Task details:
Name every TV commentator mentioned in the forum thread below.

Patrick 520iAT said:


> *He and Montoya just did 1:19.00 in qualifying. *


US commentators, David Hobbs and Steve Matchett, just mentioned that Williams might be running a lot of fuel in all of these sessions. I had this thought yesterday after qualifying.


----------



## Alex Baumann (Dec 19, 2001)

Red Sharks did it ! :thumbup: 



:angel:


----------



## SteveT (Dec 22, 2001)

Alex Baumann said:


> *Red Sharks did it ! :thumbup:
> 
> :angel: *


They did.

There wasn't enough in car from the FW25 to determine if they were doing any better with the handling. If they are running a heavy fuel load the could move ahead of some of the people in front of them. We are all watching the qualifying so intently, but the big unknown of fuel load. If the FW25 is one of the first to stop for fuel, then it really is bad.


----------



## Patrick (Dec 23, 2001)

Alex Baumann said:


> *Red Sharks did it ! :thumbup:
> 
> :angel: *


*YAWN.*


----------



## Alex Baumann (Dec 19, 2001)

SteveT said:


> *There wasn't enough in car from the FW25 to determine if they were doing any better with the handling. If they are running a heavy fuel load the could move ahead of some of the people in front of them. We are all watching the qualifying so intently, but the big unknown of fuel load. If the FW25 is one of the first to stop for fuel, then it really is bad. *


Heavy fuel load was also mentioned on the german TV. Niki Lauda (who is the commentator for the channel) said during a short interview with Flavio Briattore that 'normally' the cars will drive with a three-stop strategy.

If Williams starts with full tank, they will go on a two-stop race. The big question is whether they can close the time they'll loose at the begining of the race :dunno:


----------



## Patrick (Dec 23, 2001)

The Formula One studio that I just watched said that Williams is reportedly having oversteer problems - JPM, who has driven more than 950 laps at the Barcelona circuit, says the car has never been this bad (set up wise). But that may be a fuel-weight problem?

I am not sure how three stops will work at Barcelona; regardless, way to go Renault!


----------



## WILLIA///M (Apr 15, 2002)

Raw data:

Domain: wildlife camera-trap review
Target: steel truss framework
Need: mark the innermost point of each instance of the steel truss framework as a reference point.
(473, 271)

The result:
David Hobbs
Steve Matchett
Niki Lauda